** EXERCISE DESCRIPTION **
Edit the rows that begin at the line with "of the grass" and run through the end of the rows by changing every "onion dome" to "cupola" and leaving everything else unchanged. Write out only those rows.

** SOURCE DATA **
---------------

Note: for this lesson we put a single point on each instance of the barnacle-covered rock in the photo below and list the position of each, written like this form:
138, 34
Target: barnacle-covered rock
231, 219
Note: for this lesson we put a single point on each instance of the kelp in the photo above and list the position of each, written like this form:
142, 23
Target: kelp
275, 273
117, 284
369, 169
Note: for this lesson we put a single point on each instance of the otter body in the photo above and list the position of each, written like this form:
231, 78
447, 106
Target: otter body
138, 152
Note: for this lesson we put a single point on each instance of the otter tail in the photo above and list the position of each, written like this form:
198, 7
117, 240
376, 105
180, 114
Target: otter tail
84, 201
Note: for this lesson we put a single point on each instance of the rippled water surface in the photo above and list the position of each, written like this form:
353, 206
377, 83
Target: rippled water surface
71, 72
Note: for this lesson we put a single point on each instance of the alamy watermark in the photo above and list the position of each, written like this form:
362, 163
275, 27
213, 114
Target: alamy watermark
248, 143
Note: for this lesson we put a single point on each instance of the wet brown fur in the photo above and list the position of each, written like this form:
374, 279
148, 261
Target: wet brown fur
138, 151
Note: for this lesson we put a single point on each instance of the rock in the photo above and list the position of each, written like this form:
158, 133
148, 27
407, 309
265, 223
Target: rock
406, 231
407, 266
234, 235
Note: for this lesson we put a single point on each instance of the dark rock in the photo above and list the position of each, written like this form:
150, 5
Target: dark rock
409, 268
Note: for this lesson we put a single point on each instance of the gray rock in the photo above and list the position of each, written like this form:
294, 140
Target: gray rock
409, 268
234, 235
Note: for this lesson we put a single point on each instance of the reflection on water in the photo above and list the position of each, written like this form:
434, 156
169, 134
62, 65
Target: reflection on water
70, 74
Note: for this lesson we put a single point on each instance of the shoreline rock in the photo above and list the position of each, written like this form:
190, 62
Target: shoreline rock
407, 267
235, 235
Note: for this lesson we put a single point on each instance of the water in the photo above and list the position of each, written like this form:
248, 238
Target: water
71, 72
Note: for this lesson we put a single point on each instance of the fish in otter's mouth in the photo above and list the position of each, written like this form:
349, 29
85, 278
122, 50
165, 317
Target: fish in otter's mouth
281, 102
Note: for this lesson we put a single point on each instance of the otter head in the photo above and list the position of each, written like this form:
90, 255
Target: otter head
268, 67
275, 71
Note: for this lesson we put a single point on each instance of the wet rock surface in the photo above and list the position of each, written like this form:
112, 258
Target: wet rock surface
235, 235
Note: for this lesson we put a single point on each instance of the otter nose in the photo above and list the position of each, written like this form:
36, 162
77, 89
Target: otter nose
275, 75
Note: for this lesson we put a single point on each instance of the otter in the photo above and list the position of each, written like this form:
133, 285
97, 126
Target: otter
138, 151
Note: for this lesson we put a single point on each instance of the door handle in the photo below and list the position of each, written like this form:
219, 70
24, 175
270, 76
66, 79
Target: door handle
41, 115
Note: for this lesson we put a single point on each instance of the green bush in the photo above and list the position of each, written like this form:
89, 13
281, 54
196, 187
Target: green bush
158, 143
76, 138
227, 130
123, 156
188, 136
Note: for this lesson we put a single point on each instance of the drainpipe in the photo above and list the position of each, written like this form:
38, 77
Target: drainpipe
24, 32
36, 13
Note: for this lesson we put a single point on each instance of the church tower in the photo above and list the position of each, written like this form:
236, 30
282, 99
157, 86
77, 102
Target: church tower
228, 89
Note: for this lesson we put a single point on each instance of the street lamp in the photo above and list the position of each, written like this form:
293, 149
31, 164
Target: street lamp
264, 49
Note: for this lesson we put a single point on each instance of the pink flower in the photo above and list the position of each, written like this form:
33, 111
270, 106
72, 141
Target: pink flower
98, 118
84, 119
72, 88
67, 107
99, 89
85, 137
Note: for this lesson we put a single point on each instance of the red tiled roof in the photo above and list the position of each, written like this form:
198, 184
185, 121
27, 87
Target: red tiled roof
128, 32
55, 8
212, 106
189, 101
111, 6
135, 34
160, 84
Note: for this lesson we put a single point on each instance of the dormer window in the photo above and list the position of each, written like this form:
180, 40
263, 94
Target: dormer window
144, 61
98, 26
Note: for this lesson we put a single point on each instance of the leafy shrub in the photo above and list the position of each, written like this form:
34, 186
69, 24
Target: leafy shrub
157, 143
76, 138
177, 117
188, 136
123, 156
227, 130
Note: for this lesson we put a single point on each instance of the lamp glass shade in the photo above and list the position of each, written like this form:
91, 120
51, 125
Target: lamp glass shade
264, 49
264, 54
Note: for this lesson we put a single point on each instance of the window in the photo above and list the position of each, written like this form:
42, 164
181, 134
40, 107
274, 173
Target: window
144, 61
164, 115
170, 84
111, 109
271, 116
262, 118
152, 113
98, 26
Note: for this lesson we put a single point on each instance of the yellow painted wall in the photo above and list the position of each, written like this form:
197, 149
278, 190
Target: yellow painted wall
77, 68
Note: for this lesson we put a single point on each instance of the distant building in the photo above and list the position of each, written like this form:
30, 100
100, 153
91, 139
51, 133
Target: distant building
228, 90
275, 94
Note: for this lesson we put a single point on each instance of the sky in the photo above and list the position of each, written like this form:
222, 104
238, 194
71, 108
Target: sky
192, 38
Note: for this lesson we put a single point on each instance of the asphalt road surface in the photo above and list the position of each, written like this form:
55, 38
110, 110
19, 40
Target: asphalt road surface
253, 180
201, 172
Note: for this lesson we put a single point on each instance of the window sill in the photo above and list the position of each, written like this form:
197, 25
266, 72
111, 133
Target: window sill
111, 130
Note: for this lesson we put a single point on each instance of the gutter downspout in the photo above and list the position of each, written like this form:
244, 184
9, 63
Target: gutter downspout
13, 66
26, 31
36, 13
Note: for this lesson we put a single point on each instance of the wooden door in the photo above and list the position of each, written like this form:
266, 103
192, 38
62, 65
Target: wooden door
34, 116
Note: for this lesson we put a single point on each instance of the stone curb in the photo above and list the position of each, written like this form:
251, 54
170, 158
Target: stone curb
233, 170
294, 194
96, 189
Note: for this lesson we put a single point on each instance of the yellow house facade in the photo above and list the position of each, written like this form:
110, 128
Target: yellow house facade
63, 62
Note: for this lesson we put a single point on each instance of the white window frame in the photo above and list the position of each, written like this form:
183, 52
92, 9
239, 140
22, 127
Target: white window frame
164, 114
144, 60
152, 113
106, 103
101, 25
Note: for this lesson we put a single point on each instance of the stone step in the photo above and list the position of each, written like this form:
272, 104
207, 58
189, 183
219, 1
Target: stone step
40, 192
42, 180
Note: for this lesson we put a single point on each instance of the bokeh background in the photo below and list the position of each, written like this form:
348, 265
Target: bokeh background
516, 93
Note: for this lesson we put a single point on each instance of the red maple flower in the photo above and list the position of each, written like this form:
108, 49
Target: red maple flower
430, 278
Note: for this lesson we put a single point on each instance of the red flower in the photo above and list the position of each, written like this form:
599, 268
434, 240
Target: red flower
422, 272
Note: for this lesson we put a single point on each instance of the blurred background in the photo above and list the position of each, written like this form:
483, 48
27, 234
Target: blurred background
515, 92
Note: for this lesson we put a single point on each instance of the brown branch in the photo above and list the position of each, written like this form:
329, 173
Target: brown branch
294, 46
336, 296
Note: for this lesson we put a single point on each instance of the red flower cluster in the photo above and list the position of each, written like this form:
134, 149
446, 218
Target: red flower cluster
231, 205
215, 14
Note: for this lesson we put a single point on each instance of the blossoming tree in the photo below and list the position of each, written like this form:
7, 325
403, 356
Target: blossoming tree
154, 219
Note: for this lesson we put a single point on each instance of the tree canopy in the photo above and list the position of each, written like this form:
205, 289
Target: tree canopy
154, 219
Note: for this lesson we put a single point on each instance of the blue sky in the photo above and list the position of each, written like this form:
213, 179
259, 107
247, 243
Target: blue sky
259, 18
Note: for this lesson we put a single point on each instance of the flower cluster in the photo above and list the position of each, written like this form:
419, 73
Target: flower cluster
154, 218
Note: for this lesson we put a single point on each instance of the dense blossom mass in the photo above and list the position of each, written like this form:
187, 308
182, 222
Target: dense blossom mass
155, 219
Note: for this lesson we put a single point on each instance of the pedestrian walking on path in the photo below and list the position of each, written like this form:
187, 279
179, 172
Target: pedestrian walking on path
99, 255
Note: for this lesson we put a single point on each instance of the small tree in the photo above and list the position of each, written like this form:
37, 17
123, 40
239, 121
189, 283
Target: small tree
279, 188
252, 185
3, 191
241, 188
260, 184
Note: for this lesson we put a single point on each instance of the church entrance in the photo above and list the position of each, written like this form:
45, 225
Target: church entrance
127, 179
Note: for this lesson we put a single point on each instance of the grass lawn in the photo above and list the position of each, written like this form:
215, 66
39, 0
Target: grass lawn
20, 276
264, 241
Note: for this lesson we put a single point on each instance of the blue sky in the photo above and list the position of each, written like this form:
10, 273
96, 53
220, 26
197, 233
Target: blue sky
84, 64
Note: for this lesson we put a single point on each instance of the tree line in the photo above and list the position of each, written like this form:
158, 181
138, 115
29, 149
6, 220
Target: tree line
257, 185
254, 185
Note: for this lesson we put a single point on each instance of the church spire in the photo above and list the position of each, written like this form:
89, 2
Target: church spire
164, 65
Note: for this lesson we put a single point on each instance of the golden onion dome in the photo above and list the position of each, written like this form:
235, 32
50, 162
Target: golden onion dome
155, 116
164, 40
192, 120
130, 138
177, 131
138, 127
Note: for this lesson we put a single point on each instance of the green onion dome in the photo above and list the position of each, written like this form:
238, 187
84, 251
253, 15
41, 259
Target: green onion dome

---------------

** OUTPUT FOR THIS EXERCISE **
Note: for this lesson we put a single point on each instance of the grass lawn in the photo above and list the position of each, written like this form:
215, 66
39, 0
Target: grass lawn
20, 276
264, 241
Note: for this lesson we put a single point on each instance of the blue sky in the photo above and list the position of each, written like this form:
10, 273
96, 53
220, 26
197, 233
Target: blue sky
84, 64
Note: for this lesson we put a single point on each instance of the tree line in the photo above and list the position of each, written like this form:
158, 181
138, 115
29, 149
6, 220
Target: tree line
257, 185
254, 185
Note: for this lesson we put a single point on each instance of the church spire in the photo above and list the position of each, written like this form:
89, 2
Target: church spire
164, 65
Note: for this lesson we put a single point on each instance of the golden cupola in the photo above and list the position of each, written like this form:
235, 32
50, 162
Target: golden cupola
155, 116
164, 40
192, 120
130, 138
177, 131
138, 127
Note: for this lesson we put a single point on each instance of the green cupola in the photo above and list the position of each, written like this form:
238, 187
84, 251
253, 15
41, 259
Target: green cupola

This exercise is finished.